== Excerpt to read ==

# WATERPUMP



## lotsasteam (Jan 3, 2008)

http://www.buntbahn.de/modellbau/viewtopic.php?t=7545 



Manfred Diel


----------



## HMeinhold (Jan 2, 2008)

Yep, 
very nice. I am frequently browsing through this really interesting forum. Obviously in Germany our hobby is in many cases carried forward by young mechanical engineering students trying out their ideas. Unfortunately no drawings for this nice little pump


----------



## Belpaire (Feb 15, 2008)

That is very cool  I too wish there were plans for it. It looks like Florian has CAD plans for his design. I wonder if he will put them out. 

Roger


----------



## Pauli (Jan 3, 2008)

Yes, Florian will post the drawing when he has finished them - he obviously worked the other way around  I'm hopeful about the plans, because I hope he is incouraged by all the interest


----------



## Belpaire (Feb 15, 2008)

I saw that on the buntbahn page, that is exciting. While I am sure the construction of these is not simple, with lots of little parts, I would give a try at making one. 

Roger


----------



## placitassteam (Jan 2, 2008)

Is that a steam powered water pump? I have toyed with the idea of building a steam powered water pump to look like an air compressor. This looks pretty close, but the big square valve boxes would have to go.


----------



## Kovacjr (Jan 2, 2008)

Check this one out....2nd photo down 

http://64.233.179.104/translate_c?h...order=asc&highlight=dampfspeisepumpe&start=10


----------



## Reed (Jan 7, 2008)

What webpage / program is being used to translate the webpage from German into English? I would love to know. 

Thank you, 
Reed 
SA#240


----------



## Kovacjr (Jan 2, 2008)

Google translator


----------



## Reed (Jan 7, 2008)

Thank you again. 

Reed 
SA #240


----------



## HMeinhold (Jan 2, 2008)

See a video clip of the finished pump: 
http://www.buntbahn.de/modellbau/download.php?id=4139 
or a photo: 
http://www.buntbahn.de/modellbau/viewtopic.php?t=7545&postdays=0&postorder=asc&start=50 
This beats an electric pump or a flower sprayer any day....

== Brief ==
Please answer these about the waterpump forum thread, one answer a line:
(a) Which tool did Kovacjr name for translating the German page into English?
(b) According to Pauli, when will Florian post the drawings?
(c) What did placitassteam want a steam powered water pump to look like?

== Material provided ==
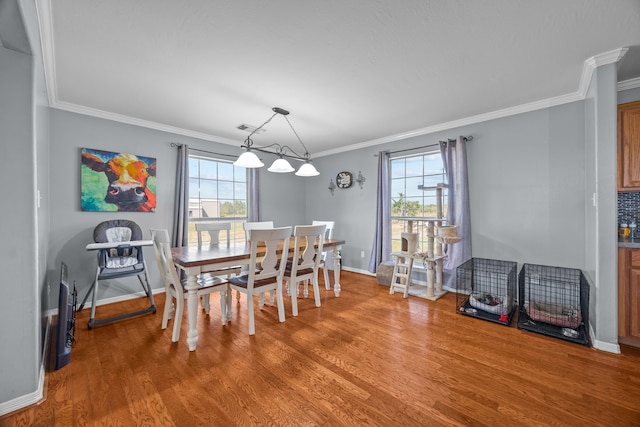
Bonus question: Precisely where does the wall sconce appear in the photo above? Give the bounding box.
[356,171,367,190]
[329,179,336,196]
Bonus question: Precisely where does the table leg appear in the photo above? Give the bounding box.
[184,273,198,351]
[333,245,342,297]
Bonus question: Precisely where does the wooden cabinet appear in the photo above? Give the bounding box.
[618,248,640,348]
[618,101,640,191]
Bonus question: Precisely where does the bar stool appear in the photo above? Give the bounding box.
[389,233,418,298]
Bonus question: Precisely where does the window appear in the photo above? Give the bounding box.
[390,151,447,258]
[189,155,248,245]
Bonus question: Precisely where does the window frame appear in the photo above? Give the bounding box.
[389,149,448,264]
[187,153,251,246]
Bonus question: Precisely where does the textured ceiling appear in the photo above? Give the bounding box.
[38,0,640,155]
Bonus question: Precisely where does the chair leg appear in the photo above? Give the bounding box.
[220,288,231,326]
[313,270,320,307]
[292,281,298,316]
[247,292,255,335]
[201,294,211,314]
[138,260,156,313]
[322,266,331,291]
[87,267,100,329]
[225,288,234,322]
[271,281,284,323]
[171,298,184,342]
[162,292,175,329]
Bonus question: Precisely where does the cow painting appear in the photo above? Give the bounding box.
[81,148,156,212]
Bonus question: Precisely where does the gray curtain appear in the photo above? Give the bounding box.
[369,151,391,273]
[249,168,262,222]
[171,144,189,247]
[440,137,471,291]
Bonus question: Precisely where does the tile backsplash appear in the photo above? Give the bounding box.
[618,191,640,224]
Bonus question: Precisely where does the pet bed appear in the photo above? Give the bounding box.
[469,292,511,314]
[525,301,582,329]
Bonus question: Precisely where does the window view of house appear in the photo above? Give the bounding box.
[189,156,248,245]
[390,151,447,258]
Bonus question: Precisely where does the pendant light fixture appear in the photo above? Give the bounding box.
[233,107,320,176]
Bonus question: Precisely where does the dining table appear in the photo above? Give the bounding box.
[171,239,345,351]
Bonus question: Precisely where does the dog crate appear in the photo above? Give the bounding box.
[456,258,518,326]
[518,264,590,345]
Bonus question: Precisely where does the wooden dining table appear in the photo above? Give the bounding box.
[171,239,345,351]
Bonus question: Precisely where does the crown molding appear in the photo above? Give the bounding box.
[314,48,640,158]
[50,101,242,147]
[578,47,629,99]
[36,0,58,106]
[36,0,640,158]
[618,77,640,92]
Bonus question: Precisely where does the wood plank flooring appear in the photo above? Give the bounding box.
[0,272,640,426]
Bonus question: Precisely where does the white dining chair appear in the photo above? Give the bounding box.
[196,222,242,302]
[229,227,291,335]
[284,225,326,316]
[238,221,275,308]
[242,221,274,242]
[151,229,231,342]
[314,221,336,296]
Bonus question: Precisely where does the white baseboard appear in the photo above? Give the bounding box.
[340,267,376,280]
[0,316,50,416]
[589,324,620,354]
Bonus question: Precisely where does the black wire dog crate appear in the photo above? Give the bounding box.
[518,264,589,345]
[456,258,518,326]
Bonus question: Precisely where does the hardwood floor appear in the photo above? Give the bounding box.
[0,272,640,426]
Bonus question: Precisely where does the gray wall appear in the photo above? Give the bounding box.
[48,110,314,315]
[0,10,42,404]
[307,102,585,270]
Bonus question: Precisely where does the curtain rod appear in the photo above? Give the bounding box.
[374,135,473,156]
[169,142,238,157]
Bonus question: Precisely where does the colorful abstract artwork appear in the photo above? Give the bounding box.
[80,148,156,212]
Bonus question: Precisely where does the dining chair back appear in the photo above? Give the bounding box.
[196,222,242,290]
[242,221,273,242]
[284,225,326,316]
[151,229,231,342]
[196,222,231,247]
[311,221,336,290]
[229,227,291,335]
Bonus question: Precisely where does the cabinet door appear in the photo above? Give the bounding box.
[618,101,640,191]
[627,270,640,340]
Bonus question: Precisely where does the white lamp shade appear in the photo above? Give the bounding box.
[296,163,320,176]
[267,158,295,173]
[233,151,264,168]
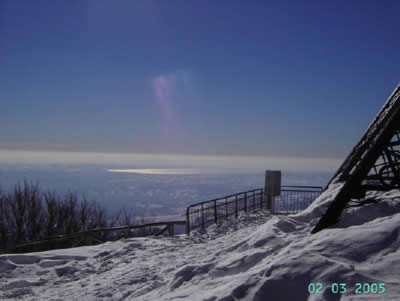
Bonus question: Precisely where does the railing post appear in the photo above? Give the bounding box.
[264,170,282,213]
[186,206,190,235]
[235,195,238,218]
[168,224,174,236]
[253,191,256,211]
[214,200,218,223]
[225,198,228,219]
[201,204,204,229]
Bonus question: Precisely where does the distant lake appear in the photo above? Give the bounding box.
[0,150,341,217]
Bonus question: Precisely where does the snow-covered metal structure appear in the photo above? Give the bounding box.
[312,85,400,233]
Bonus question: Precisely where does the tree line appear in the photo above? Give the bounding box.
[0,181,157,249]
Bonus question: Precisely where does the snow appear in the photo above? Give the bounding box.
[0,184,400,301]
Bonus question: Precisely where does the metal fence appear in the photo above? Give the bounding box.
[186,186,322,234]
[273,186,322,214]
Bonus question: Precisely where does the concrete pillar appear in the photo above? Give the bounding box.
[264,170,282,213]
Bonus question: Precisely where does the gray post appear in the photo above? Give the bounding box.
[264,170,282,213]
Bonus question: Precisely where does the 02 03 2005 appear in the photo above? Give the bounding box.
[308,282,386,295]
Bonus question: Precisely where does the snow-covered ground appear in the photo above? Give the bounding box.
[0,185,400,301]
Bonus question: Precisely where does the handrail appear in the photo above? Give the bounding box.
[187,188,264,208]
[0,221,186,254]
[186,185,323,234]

== Correct result ==
(a) Google translator
(b) When he has finished them
(c) An air compressor